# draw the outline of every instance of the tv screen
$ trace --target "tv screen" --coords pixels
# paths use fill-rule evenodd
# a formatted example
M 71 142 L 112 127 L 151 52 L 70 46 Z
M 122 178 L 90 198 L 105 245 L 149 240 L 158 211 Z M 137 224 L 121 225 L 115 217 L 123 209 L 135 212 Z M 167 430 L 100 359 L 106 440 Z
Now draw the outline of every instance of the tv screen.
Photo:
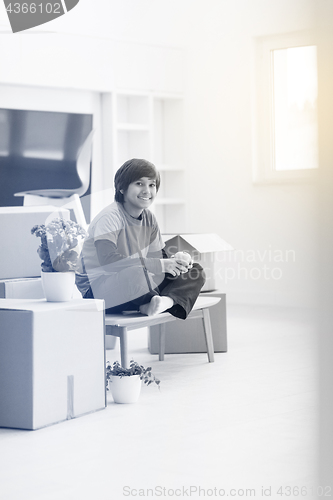
M 91 114 L 0 108 L 0 206 L 23 205 L 20 191 L 79 187 L 76 158 L 92 124 Z

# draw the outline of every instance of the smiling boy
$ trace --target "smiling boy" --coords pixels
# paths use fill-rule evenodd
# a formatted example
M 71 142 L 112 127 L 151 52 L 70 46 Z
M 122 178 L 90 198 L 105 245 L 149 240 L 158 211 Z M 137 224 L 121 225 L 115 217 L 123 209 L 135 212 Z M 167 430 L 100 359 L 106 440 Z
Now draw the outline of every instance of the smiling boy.
M 164 311 L 185 319 L 204 284 L 198 264 L 168 258 L 149 210 L 160 175 L 132 159 L 115 175 L 115 201 L 91 222 L 76 283 L 84 298 L 104 299 L 109 313 Z

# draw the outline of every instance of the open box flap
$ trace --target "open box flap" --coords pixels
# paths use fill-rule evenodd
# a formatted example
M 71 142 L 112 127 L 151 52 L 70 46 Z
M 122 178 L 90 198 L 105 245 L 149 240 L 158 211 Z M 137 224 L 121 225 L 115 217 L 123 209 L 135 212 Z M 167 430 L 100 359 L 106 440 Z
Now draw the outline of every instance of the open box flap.
M 176 245 L 179 250 L 190 253 L 196 250 L 199 253 L 224 252 L 233 250 L 233 247 L 215 233 L 208 234 L 163 234 L 165 243 Z M 167 245 L 169 246 L 169 245 Z M 175 253 L 175 252 L 174 252 Z

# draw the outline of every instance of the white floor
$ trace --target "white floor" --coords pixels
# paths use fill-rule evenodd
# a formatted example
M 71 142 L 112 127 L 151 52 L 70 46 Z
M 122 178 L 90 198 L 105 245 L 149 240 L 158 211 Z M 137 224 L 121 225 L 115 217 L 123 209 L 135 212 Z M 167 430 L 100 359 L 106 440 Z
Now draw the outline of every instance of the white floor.
M 132 332 L 131 355 L 161 379 L 138 403 L 108 395 L 94 414 L 38 431 L 0 429 L 0 499 L 316 498 L 310 314 L 245 306 L 228 314 L 229 350 L 214 363 L 205 354 L 159 362 L 146 333 Z M 107 357 L 119 359 L 118 349 Z

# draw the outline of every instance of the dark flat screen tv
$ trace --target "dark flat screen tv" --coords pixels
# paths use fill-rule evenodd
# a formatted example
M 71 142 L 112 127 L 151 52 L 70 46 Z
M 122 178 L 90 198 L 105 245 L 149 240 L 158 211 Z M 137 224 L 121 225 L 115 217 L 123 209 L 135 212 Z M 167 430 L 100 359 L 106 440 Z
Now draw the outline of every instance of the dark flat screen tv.
M 92 125 L 91 114 L 0 108 L 0 206 L 22 205 L 20 191 L 79 187 L 76 157 Z

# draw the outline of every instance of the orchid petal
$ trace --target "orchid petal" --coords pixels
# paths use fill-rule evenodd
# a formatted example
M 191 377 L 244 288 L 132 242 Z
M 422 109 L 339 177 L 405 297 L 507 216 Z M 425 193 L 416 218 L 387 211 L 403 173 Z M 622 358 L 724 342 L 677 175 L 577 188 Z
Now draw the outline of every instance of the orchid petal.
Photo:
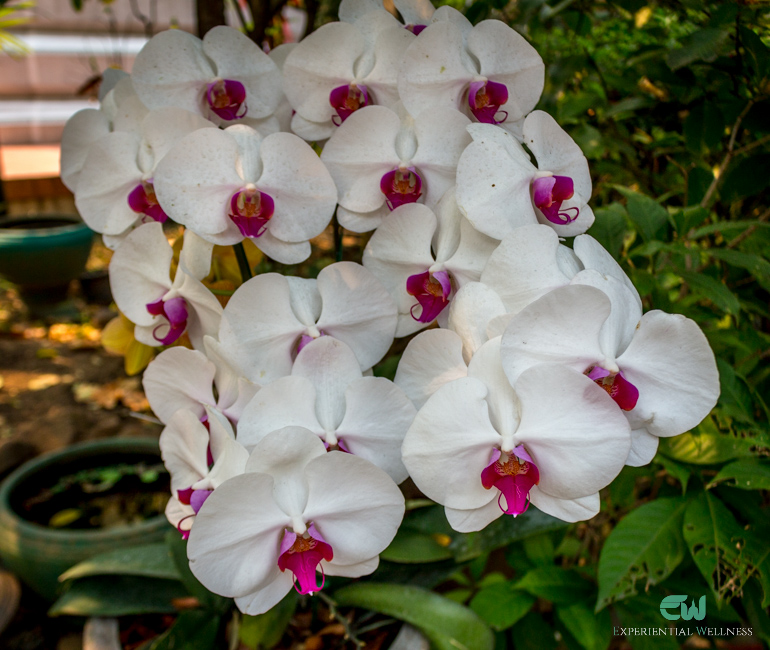
M 494 490 L 489 490 L 489 502 L 478 508 L 470 510 L 458 510 L 455 508 L 444 508 L 449 525 L 459 533 L 473 533 L 477 530 L 483 530 L 496 519 L 503 515 L 503 511 L 497 504 Z
M 203 337 L 214 336 L 222 320 L 222 305 L 199 280 L 185 273 L 180 266 L 177 276 L 182 274 L 183 281 L 178 288 L 187 305 L 192 309 L 187 321 L 187 334 L 196 350 L 203 349 Z M 175 279 L 176 281 L 176 279 Z
M 614 260 L 612 255 L 598 241 L 591 237 L 591 235 L 580 235 L 575 237 L 572 249 L 584 268 L 594 269 L 602 275 L 608 275 L 623 282 L 631 293 L 634 294 L 641 312 L 642 299 L 639 297 L 639 292 L 636 290 L 634 283 L 631 282 L 625 271 L 620 267 L 620 264 Z
M 481 282 L 469 282 L 449 306 L 449 329 L 460 336 L 467 361 L 488 340 L 489 323 L 505 314 L 500 297 Z
M 61 179 L 71 192 L 77 190 L 80 172 L 93 144 L 110 132 L 104 112 L 85 108 L 75 113 L 61 136 Z
M 257 616 L 264 614 L 275 607 L 283 597 L 288 594 L 294 584 L 294 575 L 291 571 L 281 572 L 278 563 L 274 567 L 274 577 L 267 584 L 246 596 L 235 598 L 235 605 L 244 614 Z
M 199 415 L 180 409 L 169 418 L 160 435 L 160 451 L 174 495 L 208 474 L 208 445 L 209 433 Z
M 570 523 L 595 517 L 599 514 L 601 507 L 598 492 L 577 499 L 557 499 L 543 492 L 538 486 L 534 486 L 529 492 L 529 498 L 538 510 Z
M 270 259 L 280 264 L 299 264 L 310 257 L 310 242 L 285 242 L 275 237 L 269 230 L 251 241 Z
M 659 442 L 660 438 L 648 433 L 647 429 L 631 429 L 631 451 L 628 452 L 626 465 L 631 467 L 649 465 L 658 452 Z

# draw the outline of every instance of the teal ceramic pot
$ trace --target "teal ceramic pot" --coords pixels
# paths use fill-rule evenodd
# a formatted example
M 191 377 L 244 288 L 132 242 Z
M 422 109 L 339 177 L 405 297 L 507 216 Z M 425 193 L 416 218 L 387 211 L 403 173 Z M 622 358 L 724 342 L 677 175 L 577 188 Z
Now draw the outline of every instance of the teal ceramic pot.
M 0 275 L 25 297 L 63 300 L 86 268 L 93 231 L 78 216 L 0 220 Z
M 21 501 L 56 476 L 83 469 L 161 462 L 158 442 L 143 438 L 88 441 L 35 458 L 0 484 L 0 561 L 44 598 L 54 600 L 58 578 L 71 566 L 99 553 L 161 542 L 172 530 L 165 515 L 108 529 L 48 528 L 24 518 Z

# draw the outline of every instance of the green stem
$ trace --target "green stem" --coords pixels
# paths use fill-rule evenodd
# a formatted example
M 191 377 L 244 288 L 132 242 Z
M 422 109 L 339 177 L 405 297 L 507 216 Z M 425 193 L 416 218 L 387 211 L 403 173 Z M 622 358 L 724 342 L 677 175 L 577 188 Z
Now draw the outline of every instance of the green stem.
M 241 270 L 241 277 L 243 281 L 250 280 L 252 277 L 251 268 L 249 267 L 249 260 L 246 257 L 246 251 L 243 248 L 243 242 L 233 244 L 233 250 L 235 251 L 235 259 L 238 260 L 238 268 Z
M 332 229 L 334 232 L 334 257 L 338 262 L 342 261 L 342 226 L 337 221 L 337 215 L 332 219 Z

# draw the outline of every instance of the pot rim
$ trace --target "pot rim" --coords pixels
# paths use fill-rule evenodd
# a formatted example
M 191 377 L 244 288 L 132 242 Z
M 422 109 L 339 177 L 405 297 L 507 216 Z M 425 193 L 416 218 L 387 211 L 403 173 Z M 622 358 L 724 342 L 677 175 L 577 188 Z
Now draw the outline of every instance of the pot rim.
M 61 220 L 67 225 L 47 226 L 42 228 L 14 228 L 13 226 L 33 222 L 35 220 Z M 85 221 L 77 214 L 30 214 L 23 217 L 11 217 L 0 220 L 0 235 L 3 237 L 50 237 L 56 233 L 71 233 L 83 229 L 90 230 Z
M 49 526 L 41 526 L 40 524 L 28 521 L 11 508 L 11 494 L 18 487 L 19 483 L 30 476 L 45 471 L 46 468 L 56 465 L 62 460 L 98 456 L 101 453 L 125 449 L 126 447 L 129 451 L 133 452 L 158 452 L 158 457 L 160 458 L 160 447 L 158 441 L 154 438 L 105 438 L 75 443 L 74 445 L 69 445 L 63 449 L 57 449 L 41 454 L 37 458 L 27 461 L 11 472 L 11 474 L 0 483 L 0 523 L 4 524 L 3 527 L 12 523 L 13 527 L 18 530 L 26 531 L 32 535 L 45 534 L 46 536 L 50 536 L 51 539 L 57 539 L 62 542 L 83 538 L 109 541 L 112 539 L 123 538 L 126 535 L 127 530 L 136 531 L 139 528 L 157 528 L 161 524 L 167 526 L 168 520 L 166 519 L 166 515 L 159 514 L 155 517 L 145 519 L 138 524 L 115 526 L 114 528 L 106 530 L 61 530 L 50 528 Z

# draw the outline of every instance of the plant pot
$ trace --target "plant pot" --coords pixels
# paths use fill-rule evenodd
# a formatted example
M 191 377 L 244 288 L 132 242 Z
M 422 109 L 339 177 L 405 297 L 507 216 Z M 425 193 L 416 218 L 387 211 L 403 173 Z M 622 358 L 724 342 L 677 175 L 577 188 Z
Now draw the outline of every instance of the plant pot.
M 30 521 L 23 500 L 61 476 L 86 469 L 140 461 L 160 463 L 158 442 L 142 438 L 88 441 L 31 460 L 0 485 L 0 560 L 48 600 L 58 578 L 74 564 L 98 553 L 163 541 L 170 525 L 159 514 L 135 524 L 107 529 L 64 530 Z
M 85 270 L 93 231 L 76 215 L 0 221 L 0 275 L 19 287 L 30 307 L 61 302 Z

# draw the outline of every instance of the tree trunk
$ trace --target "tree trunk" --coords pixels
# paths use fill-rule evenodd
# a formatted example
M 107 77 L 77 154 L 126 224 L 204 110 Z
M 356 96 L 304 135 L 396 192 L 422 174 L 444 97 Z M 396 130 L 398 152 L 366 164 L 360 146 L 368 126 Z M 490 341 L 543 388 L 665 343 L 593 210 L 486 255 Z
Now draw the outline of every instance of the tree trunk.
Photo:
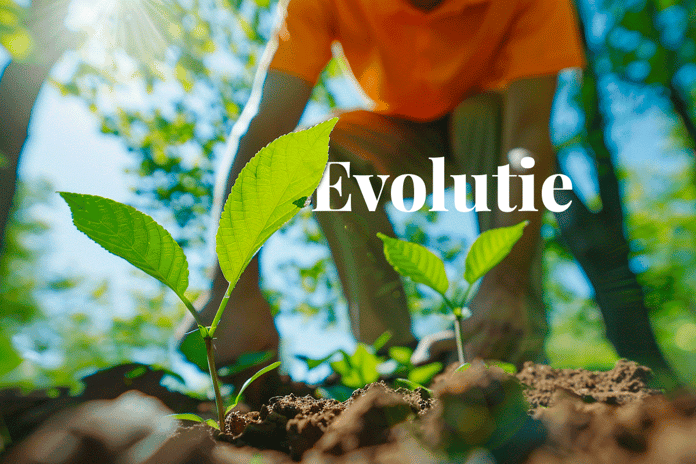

● ● ● ● ● ● ●

> _What is required_
Check every line of the records, and copy the ones that hold the word "tree".

> _Task output_
# draw the outline of every instance of the tree trunk
$ trace --target "tree trunk" --coords pixels
Now draw the outline of every instance of the tree trunk.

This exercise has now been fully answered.